**Records excerpted from a collection:**
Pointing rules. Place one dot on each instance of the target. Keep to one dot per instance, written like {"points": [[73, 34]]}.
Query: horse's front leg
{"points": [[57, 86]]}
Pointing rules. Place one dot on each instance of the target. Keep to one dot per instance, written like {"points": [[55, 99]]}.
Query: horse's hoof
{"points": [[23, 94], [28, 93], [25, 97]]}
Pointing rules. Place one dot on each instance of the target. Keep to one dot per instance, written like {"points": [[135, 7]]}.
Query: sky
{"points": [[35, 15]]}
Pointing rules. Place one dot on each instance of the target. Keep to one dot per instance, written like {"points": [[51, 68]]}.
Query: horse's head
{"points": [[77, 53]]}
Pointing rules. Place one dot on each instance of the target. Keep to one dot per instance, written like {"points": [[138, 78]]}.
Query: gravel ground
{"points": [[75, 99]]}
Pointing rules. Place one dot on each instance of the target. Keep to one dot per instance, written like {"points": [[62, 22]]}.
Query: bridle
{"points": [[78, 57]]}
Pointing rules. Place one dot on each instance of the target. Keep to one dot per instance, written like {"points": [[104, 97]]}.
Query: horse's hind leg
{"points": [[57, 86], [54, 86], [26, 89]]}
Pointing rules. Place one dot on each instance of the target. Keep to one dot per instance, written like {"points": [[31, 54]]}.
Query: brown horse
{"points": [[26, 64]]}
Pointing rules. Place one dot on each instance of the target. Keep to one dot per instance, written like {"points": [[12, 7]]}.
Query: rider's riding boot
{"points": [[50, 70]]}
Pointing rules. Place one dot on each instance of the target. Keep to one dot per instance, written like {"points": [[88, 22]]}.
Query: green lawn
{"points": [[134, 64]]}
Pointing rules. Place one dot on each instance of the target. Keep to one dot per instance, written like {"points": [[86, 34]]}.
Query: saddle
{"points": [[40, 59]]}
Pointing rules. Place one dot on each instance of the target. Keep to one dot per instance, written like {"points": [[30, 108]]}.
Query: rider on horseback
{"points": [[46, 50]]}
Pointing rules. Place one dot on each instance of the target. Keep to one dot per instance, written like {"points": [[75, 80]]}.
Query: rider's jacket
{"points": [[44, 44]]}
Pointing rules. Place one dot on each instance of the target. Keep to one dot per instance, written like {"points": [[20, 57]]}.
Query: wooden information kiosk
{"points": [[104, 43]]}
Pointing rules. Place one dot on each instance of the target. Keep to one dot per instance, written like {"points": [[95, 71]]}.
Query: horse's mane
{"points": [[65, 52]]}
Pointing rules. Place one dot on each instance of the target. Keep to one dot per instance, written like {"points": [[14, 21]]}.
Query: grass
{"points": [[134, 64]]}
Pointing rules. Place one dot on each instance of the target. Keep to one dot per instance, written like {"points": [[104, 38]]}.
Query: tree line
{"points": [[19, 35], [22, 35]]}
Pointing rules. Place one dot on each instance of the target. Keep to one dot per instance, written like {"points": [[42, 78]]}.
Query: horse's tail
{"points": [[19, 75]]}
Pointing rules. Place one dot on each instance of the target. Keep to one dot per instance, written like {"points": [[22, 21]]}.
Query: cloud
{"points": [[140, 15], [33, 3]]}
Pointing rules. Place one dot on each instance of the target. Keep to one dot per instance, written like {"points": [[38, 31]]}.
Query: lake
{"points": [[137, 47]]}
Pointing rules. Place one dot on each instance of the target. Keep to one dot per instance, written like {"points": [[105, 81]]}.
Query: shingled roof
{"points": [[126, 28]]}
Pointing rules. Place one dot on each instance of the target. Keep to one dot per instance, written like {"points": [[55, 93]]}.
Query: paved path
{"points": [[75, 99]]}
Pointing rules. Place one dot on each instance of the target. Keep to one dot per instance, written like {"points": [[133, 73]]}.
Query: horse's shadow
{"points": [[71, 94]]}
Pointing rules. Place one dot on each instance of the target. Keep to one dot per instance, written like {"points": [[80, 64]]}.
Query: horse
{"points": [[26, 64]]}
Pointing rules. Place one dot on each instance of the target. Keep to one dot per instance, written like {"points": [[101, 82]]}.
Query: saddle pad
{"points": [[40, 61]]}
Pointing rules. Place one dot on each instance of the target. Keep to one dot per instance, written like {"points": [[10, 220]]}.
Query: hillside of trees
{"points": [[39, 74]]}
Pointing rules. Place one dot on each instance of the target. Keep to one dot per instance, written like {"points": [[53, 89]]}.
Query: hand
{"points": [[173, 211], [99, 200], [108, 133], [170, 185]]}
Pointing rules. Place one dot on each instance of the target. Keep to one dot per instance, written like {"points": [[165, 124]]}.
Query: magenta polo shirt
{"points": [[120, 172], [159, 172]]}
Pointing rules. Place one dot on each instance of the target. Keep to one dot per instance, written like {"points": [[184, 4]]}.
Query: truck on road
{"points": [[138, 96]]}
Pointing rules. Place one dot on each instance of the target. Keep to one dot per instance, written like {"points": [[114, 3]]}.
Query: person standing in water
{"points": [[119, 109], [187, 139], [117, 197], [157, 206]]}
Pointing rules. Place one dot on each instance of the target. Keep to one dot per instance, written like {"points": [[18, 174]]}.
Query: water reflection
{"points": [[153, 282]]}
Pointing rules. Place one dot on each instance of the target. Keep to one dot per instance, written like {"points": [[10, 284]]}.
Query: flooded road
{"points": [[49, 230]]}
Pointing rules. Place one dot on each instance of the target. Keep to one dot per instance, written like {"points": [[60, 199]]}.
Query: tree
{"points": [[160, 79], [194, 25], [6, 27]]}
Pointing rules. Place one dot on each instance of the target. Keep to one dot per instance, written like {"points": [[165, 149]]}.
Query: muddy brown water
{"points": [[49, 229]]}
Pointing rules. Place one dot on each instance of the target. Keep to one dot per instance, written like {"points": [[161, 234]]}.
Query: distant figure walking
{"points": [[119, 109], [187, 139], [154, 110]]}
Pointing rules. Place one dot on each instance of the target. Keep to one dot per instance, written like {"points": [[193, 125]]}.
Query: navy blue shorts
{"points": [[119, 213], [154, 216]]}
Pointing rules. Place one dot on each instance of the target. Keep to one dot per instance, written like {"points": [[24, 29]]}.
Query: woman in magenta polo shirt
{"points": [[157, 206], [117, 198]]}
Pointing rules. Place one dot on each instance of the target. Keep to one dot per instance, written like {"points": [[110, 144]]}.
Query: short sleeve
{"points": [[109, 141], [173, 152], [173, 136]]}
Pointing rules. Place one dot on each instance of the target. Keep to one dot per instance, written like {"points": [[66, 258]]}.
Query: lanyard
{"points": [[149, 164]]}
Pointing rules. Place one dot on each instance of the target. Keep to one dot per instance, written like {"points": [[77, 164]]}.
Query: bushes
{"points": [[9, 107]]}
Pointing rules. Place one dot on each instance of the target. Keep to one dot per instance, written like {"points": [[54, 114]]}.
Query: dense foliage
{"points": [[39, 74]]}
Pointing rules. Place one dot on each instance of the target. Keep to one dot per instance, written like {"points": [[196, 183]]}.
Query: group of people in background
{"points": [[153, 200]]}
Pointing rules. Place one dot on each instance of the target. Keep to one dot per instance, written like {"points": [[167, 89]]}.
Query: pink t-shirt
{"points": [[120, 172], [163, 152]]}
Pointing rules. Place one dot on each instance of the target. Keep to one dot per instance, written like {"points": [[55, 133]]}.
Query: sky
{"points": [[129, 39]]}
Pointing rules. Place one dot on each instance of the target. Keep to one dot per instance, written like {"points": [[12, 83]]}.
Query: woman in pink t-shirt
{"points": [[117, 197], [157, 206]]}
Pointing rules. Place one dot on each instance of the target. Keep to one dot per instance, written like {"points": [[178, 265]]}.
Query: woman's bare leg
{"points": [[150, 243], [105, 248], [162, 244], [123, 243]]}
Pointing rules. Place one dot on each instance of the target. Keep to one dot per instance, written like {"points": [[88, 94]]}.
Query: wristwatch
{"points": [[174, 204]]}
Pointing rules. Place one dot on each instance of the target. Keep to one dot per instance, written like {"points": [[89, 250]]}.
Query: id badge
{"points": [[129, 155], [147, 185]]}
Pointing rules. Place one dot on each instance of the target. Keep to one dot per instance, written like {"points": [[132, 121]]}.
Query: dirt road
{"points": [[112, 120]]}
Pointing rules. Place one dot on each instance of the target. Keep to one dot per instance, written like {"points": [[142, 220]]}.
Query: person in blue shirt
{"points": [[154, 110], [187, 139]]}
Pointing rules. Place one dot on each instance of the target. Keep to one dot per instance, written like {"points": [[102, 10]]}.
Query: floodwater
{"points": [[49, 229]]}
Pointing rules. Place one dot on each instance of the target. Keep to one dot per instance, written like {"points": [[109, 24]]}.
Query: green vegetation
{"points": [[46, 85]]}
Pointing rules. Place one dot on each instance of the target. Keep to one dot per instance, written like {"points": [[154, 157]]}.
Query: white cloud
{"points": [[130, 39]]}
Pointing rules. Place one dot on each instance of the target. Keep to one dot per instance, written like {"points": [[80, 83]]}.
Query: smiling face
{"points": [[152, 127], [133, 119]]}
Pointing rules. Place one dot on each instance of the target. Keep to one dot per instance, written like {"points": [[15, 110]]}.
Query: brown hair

**PROBLEM TO WORK ON:**
Return the lines beginning at the one that contains "Query: white cloud" and continuing through the last line of the data, exactly as they stand and without any others.

**SOLUTION TO THE PROBLEM:**
Query: white cloud
{"points": [[130, 39]]}
Pointing rules. Place one dot on each instance of the target. Keep to one dot per instance, written like {"points": [[80, 83]]}.
Query: smiling face
{"points": [[152, 127], [133, 119]]}
Pointing rules. Place one dot on each instance of the target. Keep to one dot per instance, written like {"points": [[15, 110]]}.
Query: brown hair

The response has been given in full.